GIVEN REQUEST A:
Answer these questions about the source passage on firearm rights:
(i) How many people were charged, and with what degree of felony?
(ii) In which tournament did the cheating take place, and where was it held?
(iii) Which county does Game Warden Oscar Castaneda serve?
GIVEN REQUEST B:
Return everything in the listing from its first line down to the line containing "here is a sample", with both ends included and each line reproduced character for character.

SOURCE PASSAGE start

Monday, August 27, 2012

A Heckuva Way To Lose Your Firearm Rights

As most people know, being convicted of a felony - violent or non-violent - will cause a person to lose their constitutional rights to keep and bear arms. Moreover, restoration of these rights is damn near impossible nowadays thanks to people like Sen. Chuck Schumer (D-NY) who continually blocks funding for relief from disability reviews at BATFE. Thus, you just shake your head when you read about seven people charged with a third-degree felony for cheating in a fishing tournament.

From the Lone Star Outdoor News:
Some unladylike behavior in the Ladies Kingfish Tournament held in South Padre Island has left seven people facing felony accusations for cheating during the competition.

Willacy County Game Warden Oscar Castaneda was checking boats at the ramp with fellow warden Jason Duke when the suspicions first began.

“We’d had conversations with people in the area that they had possibly been cheating in different tournaments, and we both recognized the boat,” he said. “(Game Warden Jason Duke) went over for a water safety inspection, and they started unloading fish they were going to take to the weigh-in.”

SOURCE PASSAGE end
SUPPLIED RECORDS start

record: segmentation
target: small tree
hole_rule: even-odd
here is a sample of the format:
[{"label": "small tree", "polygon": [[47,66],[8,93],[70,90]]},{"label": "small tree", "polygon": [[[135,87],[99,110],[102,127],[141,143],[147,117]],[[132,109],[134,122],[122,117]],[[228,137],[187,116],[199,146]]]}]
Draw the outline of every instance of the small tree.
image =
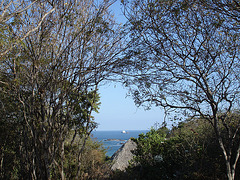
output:
[{"label": "small tree", "polygon": [[125,56],[125,83],[135,102],[208,121],[228,179],[234,179],[240,154],[240,119],[233,128],[231,117],[240,95],[238,21],[199,1],[123,3],[132,44]]},{"label": "small tree", "polygon": [[[111,74],[121,49],[120,29],[108,10],[113,1],[21,1],[20,14],[11,2],[1,5],[17,20],[6,21],[13,31],[1,31],[1,40],[11,43],[8,37],[14,39],[16,31],[20,42],[2,52],[0,97],[16,104],[14,119],[8,110],[4,120],[20,126],[22,178],[50,179],[56,170],[65,179],[65,143],[72,131],[72,144],[78,136],[83,139],[76,158],[80,178],[81,155],[96,128],[97,88]],[[24,2],[31,4],[26,10]],[[0,102],[3,109],[12,103]]]}]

SUPPLIED RECORDS end

FULL SOLUTION A:
(i) Seven people, with a third-degree felony.
(ii) The Ladies Kingfish Tournament, held in South Padre Island.
(iii) Willacy County.

FULL SOLUTION B:
record: segmentation
target: small tree
hole_rule: even-odd
here is a sample of the format:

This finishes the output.